[INPUT DATA Boundary: Start]

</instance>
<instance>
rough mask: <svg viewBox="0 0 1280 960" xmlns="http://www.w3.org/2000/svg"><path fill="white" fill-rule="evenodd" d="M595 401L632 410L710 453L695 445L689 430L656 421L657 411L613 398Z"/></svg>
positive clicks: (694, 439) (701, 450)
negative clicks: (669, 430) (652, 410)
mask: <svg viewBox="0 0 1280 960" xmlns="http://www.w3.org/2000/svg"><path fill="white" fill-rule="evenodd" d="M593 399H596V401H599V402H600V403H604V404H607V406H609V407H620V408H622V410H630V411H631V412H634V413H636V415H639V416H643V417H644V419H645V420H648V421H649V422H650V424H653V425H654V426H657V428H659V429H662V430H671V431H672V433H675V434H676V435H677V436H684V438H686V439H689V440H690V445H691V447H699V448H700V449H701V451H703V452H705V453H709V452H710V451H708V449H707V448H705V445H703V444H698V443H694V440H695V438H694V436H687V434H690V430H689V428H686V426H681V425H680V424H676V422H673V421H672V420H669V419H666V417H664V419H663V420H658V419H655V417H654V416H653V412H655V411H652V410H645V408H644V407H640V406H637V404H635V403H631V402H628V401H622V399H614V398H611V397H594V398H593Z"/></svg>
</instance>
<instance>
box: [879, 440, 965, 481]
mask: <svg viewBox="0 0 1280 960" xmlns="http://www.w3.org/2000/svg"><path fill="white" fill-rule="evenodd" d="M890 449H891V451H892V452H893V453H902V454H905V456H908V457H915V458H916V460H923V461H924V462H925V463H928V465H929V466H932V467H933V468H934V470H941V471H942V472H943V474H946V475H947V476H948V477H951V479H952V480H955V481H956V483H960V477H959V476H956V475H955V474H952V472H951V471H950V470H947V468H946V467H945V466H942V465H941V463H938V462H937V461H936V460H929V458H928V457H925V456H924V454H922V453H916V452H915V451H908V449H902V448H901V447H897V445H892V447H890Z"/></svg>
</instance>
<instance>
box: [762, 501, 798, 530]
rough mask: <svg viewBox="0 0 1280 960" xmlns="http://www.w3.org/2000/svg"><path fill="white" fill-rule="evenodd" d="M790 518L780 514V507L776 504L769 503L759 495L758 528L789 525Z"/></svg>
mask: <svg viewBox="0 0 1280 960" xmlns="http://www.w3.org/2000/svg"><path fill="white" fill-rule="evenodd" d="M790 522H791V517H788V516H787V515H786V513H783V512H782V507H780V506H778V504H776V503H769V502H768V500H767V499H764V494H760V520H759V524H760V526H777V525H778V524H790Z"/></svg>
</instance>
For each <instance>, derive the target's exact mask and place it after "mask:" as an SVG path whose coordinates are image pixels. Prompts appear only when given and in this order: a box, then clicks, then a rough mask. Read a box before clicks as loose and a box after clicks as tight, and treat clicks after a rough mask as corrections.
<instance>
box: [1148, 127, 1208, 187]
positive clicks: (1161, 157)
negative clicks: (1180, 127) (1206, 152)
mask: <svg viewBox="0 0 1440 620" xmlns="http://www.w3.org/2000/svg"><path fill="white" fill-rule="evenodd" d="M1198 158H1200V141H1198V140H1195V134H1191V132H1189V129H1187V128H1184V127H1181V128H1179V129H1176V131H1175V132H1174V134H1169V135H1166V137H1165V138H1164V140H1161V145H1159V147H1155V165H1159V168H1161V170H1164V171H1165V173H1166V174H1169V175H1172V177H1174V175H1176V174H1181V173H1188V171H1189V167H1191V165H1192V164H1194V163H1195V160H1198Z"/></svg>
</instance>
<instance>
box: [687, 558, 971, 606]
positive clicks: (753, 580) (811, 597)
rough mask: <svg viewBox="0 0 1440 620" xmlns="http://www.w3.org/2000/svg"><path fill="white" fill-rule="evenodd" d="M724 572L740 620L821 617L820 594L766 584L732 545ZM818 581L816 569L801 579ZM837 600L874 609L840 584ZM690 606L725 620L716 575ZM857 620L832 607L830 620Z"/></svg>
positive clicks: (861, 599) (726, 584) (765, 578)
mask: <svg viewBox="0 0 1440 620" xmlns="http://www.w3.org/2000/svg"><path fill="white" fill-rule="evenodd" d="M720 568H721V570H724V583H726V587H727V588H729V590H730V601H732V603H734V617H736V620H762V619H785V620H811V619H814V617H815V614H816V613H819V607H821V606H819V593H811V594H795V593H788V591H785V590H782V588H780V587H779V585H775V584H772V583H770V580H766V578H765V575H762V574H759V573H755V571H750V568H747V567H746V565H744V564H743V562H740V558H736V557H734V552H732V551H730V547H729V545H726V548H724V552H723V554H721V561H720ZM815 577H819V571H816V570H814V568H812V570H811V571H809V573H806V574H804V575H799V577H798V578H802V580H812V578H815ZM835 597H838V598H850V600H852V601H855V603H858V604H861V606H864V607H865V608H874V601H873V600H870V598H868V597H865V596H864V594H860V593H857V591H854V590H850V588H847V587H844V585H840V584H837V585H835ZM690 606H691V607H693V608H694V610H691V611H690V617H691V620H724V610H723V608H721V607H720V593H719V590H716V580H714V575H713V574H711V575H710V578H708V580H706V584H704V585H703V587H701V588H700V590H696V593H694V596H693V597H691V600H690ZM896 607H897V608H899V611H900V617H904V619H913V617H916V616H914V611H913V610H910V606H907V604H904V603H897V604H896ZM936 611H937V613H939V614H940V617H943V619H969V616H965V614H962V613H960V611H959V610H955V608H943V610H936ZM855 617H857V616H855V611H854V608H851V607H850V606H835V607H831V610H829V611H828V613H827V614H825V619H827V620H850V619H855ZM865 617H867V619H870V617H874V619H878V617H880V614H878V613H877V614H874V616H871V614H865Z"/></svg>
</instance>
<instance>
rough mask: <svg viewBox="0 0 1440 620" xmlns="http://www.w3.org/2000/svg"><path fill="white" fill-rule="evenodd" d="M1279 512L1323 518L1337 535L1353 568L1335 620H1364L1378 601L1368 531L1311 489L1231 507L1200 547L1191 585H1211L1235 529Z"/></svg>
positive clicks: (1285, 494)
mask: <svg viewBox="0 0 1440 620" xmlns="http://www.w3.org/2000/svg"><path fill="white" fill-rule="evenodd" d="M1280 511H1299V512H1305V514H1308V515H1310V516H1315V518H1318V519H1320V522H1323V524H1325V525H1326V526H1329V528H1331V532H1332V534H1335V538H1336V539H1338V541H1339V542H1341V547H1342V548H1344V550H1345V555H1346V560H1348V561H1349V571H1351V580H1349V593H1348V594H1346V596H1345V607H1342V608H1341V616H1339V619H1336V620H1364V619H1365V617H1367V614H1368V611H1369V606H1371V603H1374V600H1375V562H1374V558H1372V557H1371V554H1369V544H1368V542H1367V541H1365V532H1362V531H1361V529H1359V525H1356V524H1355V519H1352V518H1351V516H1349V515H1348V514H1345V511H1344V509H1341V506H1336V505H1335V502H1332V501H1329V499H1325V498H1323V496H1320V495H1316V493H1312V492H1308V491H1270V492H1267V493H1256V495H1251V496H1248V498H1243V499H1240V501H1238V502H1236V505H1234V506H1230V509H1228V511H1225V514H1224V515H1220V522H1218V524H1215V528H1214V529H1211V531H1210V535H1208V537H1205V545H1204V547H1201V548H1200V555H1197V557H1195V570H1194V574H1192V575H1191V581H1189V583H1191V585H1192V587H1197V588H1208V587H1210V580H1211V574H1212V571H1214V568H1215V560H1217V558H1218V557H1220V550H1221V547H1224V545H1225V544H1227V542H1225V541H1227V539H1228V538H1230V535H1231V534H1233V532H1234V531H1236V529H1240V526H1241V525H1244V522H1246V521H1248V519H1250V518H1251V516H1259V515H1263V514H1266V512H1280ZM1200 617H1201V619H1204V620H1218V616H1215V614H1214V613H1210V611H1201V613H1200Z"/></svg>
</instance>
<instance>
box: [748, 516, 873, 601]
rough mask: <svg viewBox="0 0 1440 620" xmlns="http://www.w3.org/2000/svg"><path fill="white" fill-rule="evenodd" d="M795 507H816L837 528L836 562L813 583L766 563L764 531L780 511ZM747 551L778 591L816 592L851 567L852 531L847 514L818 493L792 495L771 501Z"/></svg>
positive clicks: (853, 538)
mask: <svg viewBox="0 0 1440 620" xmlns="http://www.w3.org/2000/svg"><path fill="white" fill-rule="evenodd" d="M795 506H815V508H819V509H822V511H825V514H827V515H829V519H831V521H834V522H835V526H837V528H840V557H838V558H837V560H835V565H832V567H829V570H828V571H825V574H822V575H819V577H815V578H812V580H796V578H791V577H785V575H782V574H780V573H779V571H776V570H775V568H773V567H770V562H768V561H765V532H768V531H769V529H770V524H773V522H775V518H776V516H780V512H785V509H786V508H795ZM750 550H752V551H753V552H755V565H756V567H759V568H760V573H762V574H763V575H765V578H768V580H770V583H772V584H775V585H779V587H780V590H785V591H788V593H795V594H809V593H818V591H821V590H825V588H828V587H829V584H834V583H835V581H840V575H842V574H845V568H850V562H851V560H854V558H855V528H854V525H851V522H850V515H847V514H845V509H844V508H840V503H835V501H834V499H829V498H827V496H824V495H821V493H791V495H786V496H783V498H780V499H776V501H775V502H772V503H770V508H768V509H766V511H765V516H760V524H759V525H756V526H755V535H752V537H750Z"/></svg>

[INPUT DATA Boundary: End]

● DIRECTIONS:
Of the lines above, retype only those from the line containing "box: [748, 516, 873, 601]" through the line containing "507H816L837 528L836 562L813", including both, exactly.

● SOLUTION FOR THIS TASK:
box: [748, 516, 873, 601]
rough mask: <svg viewBox="0 0 1440 620" xmlns="http://www.w3.org/2000/svg"><path fill="white" fill-rule="evenodd" d="M795 507H816L837 528L836 562L813 583L766 563L764 531L780 511ZM747 551L778 591L816 592L851 567L852 531L847 514L818 493L792 495L771 501Z"/></svg>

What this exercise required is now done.